— EXERCISE TASK —
Copy out every line of the data exactly.

— DATA ROWS —
----------------
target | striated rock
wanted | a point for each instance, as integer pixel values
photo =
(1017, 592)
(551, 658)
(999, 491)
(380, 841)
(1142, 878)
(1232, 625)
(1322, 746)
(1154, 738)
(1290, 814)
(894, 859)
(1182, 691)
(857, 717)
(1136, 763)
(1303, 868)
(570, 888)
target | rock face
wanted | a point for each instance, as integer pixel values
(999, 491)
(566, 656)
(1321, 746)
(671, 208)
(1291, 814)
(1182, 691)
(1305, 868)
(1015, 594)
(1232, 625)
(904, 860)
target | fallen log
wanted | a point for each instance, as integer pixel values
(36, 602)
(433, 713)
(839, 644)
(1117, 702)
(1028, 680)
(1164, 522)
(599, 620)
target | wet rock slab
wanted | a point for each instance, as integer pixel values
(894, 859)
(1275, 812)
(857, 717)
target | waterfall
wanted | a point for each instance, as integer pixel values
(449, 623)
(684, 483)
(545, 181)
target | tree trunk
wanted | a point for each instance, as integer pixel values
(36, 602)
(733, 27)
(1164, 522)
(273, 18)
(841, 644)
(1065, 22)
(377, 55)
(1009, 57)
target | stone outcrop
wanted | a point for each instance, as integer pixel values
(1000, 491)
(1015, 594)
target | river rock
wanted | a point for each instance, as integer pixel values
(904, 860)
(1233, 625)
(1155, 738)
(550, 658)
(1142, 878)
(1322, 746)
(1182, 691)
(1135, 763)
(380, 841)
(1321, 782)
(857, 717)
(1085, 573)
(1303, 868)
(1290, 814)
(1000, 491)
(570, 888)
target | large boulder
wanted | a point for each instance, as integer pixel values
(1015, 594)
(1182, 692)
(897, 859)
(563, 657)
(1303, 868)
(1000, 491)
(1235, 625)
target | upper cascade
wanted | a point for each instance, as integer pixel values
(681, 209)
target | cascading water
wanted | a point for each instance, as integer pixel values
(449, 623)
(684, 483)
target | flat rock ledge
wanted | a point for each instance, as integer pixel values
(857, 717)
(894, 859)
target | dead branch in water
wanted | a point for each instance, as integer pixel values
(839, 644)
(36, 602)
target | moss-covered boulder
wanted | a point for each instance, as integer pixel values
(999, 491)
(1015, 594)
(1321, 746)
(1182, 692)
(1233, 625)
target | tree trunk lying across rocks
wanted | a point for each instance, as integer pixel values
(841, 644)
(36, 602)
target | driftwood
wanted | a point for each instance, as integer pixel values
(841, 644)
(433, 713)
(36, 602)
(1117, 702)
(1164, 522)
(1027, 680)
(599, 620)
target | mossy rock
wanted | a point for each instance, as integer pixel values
----------------
— CORRECT RESPONSE —
target | striated rock
wanted | a point for each instance, as integer pixel values
photo =
(1017, 592)
(551, 658)
(999, 491)
(380, 841)
(1142, 878)
(1232, 625)
(1322, 746)
(1154, 738)
(1290, 814)
(894, 859)
(1182, 691)
(857, 717)
(1136, 763)
(1303, 868)
(570, 888)
target | rock face
wanted | a point for each instance, as integer pixel values
(999, 491)
(566, 656)
(1321, 746)
(671, 208)
(1291, 814)
(1182, 691)
(1305, 868)
(1015, 594)
(1232, 625)
(904, 860)
target | fallen log
wanted | a point for each instance, as integer pixel values
(36, 602)
(433, 713)
(839, 644)
(1117, 702)
(1028, 680)
(1164, 522)
(599, 620)
target | wet rock slab
wanted | a point for each instance, as integer pixel values
(894, 859)
(1275, 812)
(857, 717)
target | waterfall
wanted | a point for each instance, as integer pixel values
(449, 623)
(684, 483)
(545, 181)
target | tree trunk
wanted | a point for each instance, as integer pixel values
(36, 602)
(733, 27)
(1164, 522)
(273, 18)
(841, 644)
(1065, 22)
(377, 55)
(1009, 57)
target | stone outcrop
wanted | a point for each instance, as integer pixel values
(1000, 491)
(1015, 594)
target | river rock
wanted | a point for each instance, as integer pixel values
(904, 860)
(1233, 625)
(1155, 738)
(550, 658)
(1142, 878)
(1322, 746)
(1182, 691)
(1135, 763)
(380, 841)
(1321, 782)
(857, 717)
(1085, 573)
(1303, 868)
(1290, 814)
(1000, 491)
(570, 888)
target | large boulder
wanted | a point for each instance, as integer pixel values
(1015, 594)
(1182, 692)
(897, 859)
(563, 657)
(1303, 868)
(1000, 491)
(1235, 625)
target | upper cascade
wanted | a point for each instance, as integer pixel values
(681, 209)
target | cascading water
wanted | a point for each instance, as integer pixel values
(449, 623)
(684, 483)
target | flat rock ledge
wanted | a point for each instance, as integer pixel values
(857, 717)
(894, 859)
target | dead branch in water
wanted | a point for each instance, as integer pixel values
(839, 644)
(36, 602)
target | moss-covered boulder
wanted | a point for each instance, as integer pixel values
(999, 491)
(1015, 594)
(1321, 746)
(1182, 692)
(1233, 625)
target | tree trunk lying across rocks
wanted | a point for each instance, as integer pixel values
(841, 644)
(36, 602)
target | driftwood
wanted | a point for each instance, as integer pixel values
(841, 644)
(433, 713)
(36, 602)
(1117, 702)
(1164, 522)
(1027, 680)
(599, 620)
target | mossy rock
wanted | a point for each instance, as integer pixel values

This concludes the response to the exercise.